> [Given problem] Rewrite every line of the records below as a Markdown table with two columns, Row and Line. Number each row, and leave out any blank lines.

#####

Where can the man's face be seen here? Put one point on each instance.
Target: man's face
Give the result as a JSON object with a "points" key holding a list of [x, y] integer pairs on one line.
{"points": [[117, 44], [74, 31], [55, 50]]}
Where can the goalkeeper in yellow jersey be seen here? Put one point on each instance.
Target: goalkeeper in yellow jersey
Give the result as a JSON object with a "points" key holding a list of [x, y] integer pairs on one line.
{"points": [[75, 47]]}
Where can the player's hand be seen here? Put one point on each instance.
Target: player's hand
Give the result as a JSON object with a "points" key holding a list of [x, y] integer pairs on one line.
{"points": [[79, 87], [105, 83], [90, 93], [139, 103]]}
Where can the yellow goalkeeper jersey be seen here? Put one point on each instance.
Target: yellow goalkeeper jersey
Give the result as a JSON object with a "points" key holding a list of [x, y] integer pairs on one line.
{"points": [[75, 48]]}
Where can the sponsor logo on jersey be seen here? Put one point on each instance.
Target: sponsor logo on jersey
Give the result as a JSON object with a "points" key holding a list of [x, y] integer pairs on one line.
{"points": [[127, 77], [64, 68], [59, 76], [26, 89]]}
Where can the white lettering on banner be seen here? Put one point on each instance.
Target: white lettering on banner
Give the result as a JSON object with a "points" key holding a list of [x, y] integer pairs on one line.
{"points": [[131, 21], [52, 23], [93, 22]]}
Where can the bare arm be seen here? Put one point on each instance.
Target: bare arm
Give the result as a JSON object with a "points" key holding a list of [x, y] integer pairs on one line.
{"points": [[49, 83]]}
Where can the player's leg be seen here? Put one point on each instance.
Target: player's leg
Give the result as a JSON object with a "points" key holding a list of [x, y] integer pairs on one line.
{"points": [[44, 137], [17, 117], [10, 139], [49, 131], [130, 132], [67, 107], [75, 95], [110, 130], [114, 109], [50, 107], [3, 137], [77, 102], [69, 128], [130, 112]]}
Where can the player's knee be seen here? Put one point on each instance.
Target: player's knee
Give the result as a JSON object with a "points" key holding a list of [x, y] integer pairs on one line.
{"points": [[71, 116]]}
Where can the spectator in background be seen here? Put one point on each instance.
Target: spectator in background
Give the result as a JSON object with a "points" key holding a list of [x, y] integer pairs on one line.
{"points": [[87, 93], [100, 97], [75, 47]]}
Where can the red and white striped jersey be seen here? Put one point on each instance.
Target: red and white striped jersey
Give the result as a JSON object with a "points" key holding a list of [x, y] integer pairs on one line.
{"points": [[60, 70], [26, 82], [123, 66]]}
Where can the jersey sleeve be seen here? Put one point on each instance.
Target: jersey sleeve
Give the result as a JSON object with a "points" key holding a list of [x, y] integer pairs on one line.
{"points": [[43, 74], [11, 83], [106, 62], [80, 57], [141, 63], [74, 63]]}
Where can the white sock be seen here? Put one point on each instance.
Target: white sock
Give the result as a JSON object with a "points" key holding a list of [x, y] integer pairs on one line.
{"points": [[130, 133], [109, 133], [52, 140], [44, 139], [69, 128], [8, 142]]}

#####

> [Result of this task]
| Row | Line |
|---|---|
| 1 | Where can the man's face be seen here? Put one point on each instance. |
| 2 | Target: man's face |
| 3 | Give the result as a JSON object with a "points" key holding a list of [x, y] integer pairs on one line. |
| 4 | {"points": [[117, 44], [74, 31], [55, 50]]} |
| 5 | Where can the goalkeeper in yellow jersey be seen here? Put one point on each instance. |
| 6 | Target: goalkeeper in yellow jersey |
| 7 | Give the result as a JSON object with a "points" key holding a list of [x, y] integer pairs on one line. |
| 8 | {"points": [[75, 47]]} |
| 9 | Where can the player's hand be seen here? Put one point on each instance. |
| 10 | Target: player's hand |
| 11 | Give the result as a JSON object with a "points" key holding a list of [x, y] integer pairs on one line. |
| 12 | {"points": [[79, 87], [105, 83], [90, 93], [139, 103]]} |
| 13 | Where can the yellow goalkeeper jersey be seen here? Put one point on each instance. |
| 14 | Target: yellow goalkeeper jersey |
| 15 | Give the result as a JSON object with a "points" key holding a list of [x, y] integer pairs on one line. |
| 16 | {"points": [[75, 48]]} |
| 17 | Where can the sponsor logo on jersey be seen here? Put one point on each instance. |
| 18 | Target: sponsor logo on jersey |
| 19 | Give the result as a JSON object with a "points" key holding a list of [x, y] integer pairs on one line. |
| 20 | {"points": [[127, 77], [64, 68], [59, 76], [26, 89]]} |
| 21 | Where can the white lettering on banner be seen here? Put one point on each instance. |
| 22 | Target: white lettering on banner |
| 23 | Give the result as a JSON object with a "points" key holding a list of [x, y] integer pairs on one line. |
| 24 | {"points": [[131, 21], [52, 23], [93, 22]]} |
| 25 | Where can the bare arm be seen here? Put one point on each instance. |
| 26 | Target: bare arm |
| 27 | Give the result as a JSON object with a "points" key holding a list of [x, y] integer pairs on one line. |
| 28 | {"points": [[49, 83]]} |
| 29 | Where can the player's leg be seen here? Put one point on each instance. |
| 30 | Target: player's leg |
| 31 | Give the result as a JSON object with a "points" key holding a list of [x, y] integer pairs on one line. |
| 32 | {"points": [[44, 137], [17, 117], [10, 139], [49, 131], [130, 132], [67, 107], [75, 95], [110, 130], [114, 109], [50, 107], [3, 137], [77, 102], [69, 128], [130, 112]]} |
| 33 | Where can the player's knee be seen here? Put one point on each instance. |
| 34 | Target: player's knee |
| 35 | Give the result as a JSON object with a "points" key holding a list of [x, y] integer pairs on one line. |
| 36 | {"points": [[71, 116]]} |
| 37 | Where can the spectator in background be seen here? Put one point on each instance. |
| 38 | Target: spectator in background |
| 39 | Give the result as a JSON object with a "points" key holding a list of [x, y] integer pairs on one line. |
| 40 | {"points": [[87, 93], [100, 97], [75, 47]]} |
| 41 | Where can the red and white striped jersey be seen here? Put one point on each instance. |
| 42 | Target: red and white striped jersey |
| 43 | Give the result as a JSON object with a "points" key holding a list of [x, y] integer pairs on one line. |
| 44 | {"points": [[60, 70], [26, 82], [123, 66]]} |
| 45 | Where can the jersey sleeve be seen here? Put one point on each instance. |
| 46 | Target: jersey sleeve |
| 47 | Give the result as a JSON object with a "points" key holding a list of [x, y] integer pairs on one line. |
| 48 | {"points": [[43, 74], [11, 83], [106, 62], [80, 57], [141, 63], [74, 63]]} |
| 49 | Where can the white sock be seen here? Put one point on each instance. |
| 50 | Target: white sock |
| 51 | Give the result as a JSON object with a "points" key holding a list of [x, y] integer pairs on one line. |
| 52 | {"points": [[130, 133], [109, 133], [52, 140], [44, 139], [69, 128], [8, 142]]} |